— START EXERCISE DATA —

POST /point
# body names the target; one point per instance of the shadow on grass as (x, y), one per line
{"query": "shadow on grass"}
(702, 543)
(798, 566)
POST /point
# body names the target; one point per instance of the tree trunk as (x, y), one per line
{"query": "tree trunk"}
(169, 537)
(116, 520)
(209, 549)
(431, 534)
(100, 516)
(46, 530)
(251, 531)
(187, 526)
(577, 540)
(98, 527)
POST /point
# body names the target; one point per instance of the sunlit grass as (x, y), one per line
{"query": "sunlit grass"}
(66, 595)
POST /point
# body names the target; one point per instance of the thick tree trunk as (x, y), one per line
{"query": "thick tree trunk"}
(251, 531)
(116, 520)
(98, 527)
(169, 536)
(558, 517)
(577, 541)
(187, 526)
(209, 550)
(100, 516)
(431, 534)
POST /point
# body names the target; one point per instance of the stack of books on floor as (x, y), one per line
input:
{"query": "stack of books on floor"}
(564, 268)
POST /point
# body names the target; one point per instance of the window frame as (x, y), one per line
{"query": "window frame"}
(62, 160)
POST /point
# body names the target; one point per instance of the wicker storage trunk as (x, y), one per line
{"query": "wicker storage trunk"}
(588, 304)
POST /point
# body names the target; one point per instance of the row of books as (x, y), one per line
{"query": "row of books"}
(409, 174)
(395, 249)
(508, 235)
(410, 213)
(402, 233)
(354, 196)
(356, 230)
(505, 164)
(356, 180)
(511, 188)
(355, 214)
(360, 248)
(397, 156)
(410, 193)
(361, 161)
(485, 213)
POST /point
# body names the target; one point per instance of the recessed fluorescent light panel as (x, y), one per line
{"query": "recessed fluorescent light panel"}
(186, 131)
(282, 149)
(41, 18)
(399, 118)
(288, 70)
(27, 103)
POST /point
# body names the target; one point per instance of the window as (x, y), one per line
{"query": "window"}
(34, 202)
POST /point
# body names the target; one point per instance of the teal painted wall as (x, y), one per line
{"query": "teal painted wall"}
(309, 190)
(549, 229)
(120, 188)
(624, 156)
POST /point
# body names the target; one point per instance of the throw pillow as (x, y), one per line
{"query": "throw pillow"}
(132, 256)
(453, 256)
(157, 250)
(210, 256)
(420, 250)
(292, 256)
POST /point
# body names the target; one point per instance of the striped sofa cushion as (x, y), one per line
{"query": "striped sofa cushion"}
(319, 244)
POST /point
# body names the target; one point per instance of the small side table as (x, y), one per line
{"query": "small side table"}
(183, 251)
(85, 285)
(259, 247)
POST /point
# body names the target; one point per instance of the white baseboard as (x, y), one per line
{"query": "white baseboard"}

— END EXERCISE DATA —

= TASK OBJECTIVE =
Copy every line of the items above that contains the word "side".

= RESPONSE BELOW =
# body names the target; one point per instance of the small side table as (x, y), one per line
{"query": "small side table"}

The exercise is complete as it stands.